*** Listing
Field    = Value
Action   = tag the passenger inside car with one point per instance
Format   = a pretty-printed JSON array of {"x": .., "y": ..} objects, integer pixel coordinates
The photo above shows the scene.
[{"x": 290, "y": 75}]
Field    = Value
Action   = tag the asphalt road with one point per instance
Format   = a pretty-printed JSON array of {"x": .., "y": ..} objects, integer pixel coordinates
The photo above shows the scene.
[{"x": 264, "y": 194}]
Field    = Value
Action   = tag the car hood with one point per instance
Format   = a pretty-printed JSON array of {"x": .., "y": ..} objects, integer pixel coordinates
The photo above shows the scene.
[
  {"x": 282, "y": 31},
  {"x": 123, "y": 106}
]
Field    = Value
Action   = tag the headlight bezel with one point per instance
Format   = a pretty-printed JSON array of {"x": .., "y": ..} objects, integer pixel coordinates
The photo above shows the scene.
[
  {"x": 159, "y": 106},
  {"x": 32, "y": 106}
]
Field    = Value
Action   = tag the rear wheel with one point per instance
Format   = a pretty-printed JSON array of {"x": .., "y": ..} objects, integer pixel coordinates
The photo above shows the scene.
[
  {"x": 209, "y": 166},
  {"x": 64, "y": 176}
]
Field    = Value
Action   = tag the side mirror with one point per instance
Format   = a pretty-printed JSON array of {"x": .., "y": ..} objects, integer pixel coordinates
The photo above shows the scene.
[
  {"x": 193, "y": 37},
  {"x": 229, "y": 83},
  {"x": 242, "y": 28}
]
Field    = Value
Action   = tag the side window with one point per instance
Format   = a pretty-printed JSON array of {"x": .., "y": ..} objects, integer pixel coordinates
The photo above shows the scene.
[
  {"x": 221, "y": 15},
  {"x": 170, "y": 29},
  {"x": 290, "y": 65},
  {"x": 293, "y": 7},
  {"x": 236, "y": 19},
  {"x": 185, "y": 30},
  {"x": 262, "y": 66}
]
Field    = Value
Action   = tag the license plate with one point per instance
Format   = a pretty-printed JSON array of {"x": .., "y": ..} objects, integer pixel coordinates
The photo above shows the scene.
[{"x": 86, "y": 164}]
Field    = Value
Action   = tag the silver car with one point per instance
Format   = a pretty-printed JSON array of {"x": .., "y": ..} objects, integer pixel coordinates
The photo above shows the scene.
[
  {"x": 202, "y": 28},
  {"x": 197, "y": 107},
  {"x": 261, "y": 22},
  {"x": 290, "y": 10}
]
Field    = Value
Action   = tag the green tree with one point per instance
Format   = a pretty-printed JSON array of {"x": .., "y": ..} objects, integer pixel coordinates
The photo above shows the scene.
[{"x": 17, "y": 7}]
******
§ Written instruction:
Copy out all of the lines above exactly.

§ Exercise result:
Field    = Value
Action   = tag the passenger inside car with one point per instance
Format   = a pretty-printed JSON array of {"x": .., "y": ..} objects, integer pixel coordinates
The photo above shows the scene.
[{"x": 290, "y": 75}]
Field    = Value
Action   = tag the asphalt road with one point per instance
Format   = a pretty-printed JSON array of {"x": .., "y": ..} objects, integer pixel coordinates
The photo above shows the scene.
[{"x": 264, "y": 194}]
Field    = Value
Action   = tag the car hood with one point per instance
Format   = a pretty-printed JSON array of {"x": .., "y": ..} objects, integer pixel coordinates
The photo above shows the scene.
[
  {"x": 282, "y": 31},
  {"x": 123, "y": 106}
]
Field    = Value
Action   = tag the headlight bezel with one point per instance
Format   = a pretty-printed JSON array of {"x": .., "y": ..} objects, integer pixel coordinates
The photo above shows the scene.
[
  {"x": 159, "y": 106},
  {"x": 32, "y": 106}
]
Field    = Value
Action   = tag the rear wheel with one point per instance
Format   = a pretty-printed JSON array of {"x": .., "y": ..} objects, integer pixel coordinates
The photo above shows the scene.
[
  {"x": 209, "y": 166},
  {"x": 64, "y": 176}
]
Field    = Value
Action   = tag the side mirror with one point per instance
Format   = a pretty-printed JSON array of {"x": .., "y": ..} objects, integer pixel coordinates
The photo above shows the scene.
[
  {"x": 193, "y": 37},
  {"x": 229, "y": 83},
  {"x": 242, "y": 28}
]
Field    = Value
Action   = tag the side window with one point per instance
Format   = a pretty-printed JSON array of {"x": .., "y": ..} objects, integer pixel coordinates
The photo above shows the scene.
[
  {"x": 221, "y": 15},
  {"x": 170, "y": 29},
  {"x": 290, "y": 65},
  {"x": 293, "y": 7},
  {"x": 236, "y": 19},
  {"x": 185, "y": 30},
  {"x": 262, "y": 66}
]
Field    = Value
Action   = tag the license plate with one point per instance
Format   = a pretty-printed JSON array of {"x": .., "y": ..} objects, integer pixel coordinates
The photo above shows the scene.
[{"x": 86, "y": 164}]
Field    = Value
Action   = tag the silver car with one point per instance
Format   = a pretty-printed JSON array of {"x": .., "y": ..} objects, integer pixel coordinates
The photo above shows the scene.
[
  {"x": 202, "y": 28},
  {"x": 197, "y": 107},
  {"x": 261, "y": 22},
  {"x": 290, "y": 10}
]
Field    = Value
Action   = tag the green tree with one point per instance
Format   = a pretty-printed JSON array of {"x": .., "y": ..} objects, integer pixel coordinates
The photo above shows the scene.
[{"x": 17, "y": 7}]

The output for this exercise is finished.